Boundary annotation entries
· · · ·
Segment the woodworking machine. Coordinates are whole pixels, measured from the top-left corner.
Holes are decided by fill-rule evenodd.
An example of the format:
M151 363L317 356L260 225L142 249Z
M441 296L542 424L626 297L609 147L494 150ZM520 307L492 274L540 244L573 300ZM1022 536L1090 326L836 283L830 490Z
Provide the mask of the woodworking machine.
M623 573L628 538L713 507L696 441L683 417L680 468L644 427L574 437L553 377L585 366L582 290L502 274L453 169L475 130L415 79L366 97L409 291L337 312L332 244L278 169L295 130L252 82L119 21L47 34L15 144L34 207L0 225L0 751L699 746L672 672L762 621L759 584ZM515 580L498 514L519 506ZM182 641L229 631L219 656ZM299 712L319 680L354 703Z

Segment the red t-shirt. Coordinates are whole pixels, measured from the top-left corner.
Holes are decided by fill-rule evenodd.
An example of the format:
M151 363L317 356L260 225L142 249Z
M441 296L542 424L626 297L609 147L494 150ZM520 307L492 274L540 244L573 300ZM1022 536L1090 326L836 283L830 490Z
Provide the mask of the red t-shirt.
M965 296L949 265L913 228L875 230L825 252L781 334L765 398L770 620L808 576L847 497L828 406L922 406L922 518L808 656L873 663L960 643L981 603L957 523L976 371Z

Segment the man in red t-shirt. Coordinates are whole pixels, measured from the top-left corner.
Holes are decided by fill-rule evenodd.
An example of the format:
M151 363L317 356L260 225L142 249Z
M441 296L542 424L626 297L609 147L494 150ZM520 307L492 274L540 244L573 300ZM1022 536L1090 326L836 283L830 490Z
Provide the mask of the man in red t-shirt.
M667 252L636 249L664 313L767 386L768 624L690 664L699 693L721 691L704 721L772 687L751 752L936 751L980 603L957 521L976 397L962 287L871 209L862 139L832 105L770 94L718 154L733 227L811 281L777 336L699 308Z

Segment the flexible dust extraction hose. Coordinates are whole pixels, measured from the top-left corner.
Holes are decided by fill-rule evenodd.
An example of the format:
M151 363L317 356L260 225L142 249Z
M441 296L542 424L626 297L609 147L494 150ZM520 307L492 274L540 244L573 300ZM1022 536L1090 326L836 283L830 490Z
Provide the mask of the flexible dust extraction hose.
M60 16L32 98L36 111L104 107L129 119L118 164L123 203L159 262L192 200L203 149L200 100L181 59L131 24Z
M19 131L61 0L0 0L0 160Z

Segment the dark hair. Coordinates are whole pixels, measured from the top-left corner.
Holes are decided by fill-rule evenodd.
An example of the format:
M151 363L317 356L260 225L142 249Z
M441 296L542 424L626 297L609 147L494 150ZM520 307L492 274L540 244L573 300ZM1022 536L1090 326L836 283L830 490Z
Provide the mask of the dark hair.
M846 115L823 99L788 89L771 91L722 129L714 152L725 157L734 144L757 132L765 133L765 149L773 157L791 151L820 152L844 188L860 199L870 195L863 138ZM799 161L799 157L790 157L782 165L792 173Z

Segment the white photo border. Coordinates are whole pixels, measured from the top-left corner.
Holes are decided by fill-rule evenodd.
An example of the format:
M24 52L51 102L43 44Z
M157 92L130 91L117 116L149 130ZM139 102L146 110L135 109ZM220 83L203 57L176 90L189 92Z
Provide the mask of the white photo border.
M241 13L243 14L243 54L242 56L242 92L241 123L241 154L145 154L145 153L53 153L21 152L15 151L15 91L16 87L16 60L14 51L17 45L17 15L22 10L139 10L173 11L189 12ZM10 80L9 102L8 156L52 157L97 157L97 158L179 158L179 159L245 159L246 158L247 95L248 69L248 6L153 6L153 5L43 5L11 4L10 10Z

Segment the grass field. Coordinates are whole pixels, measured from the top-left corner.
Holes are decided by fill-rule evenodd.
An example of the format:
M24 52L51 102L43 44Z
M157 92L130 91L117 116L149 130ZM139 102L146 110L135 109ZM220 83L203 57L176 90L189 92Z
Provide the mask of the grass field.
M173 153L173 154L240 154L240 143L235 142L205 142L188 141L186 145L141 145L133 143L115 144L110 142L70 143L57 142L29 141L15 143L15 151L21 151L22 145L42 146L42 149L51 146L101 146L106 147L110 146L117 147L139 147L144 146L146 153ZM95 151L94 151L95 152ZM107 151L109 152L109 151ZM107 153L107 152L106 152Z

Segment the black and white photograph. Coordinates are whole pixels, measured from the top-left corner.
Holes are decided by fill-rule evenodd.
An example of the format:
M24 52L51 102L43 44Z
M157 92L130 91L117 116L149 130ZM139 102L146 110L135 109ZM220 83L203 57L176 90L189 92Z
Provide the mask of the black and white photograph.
· · · ·
BRIEF: Arrange the lines from the line with "Segment the grass" to the line with "Provide the mask of the grass field.", including both of those lines, as a numbered list with any blank lines omitted.

SOLUTION TO THIS TASK:
1. Segment the grass field. Coordinates are whole pixels, measured from the top-left corner.
2. Holes are decided by fill-rule evenodd.
3. An example of the format:
4. M24 52L51 102L43 44Z
5. M157 92L130 91L117 116L149 130ZM139 102L146 110L135 109ZM220 83L203 57L176 90L189 92Z
6. Provide the mask of the grass field.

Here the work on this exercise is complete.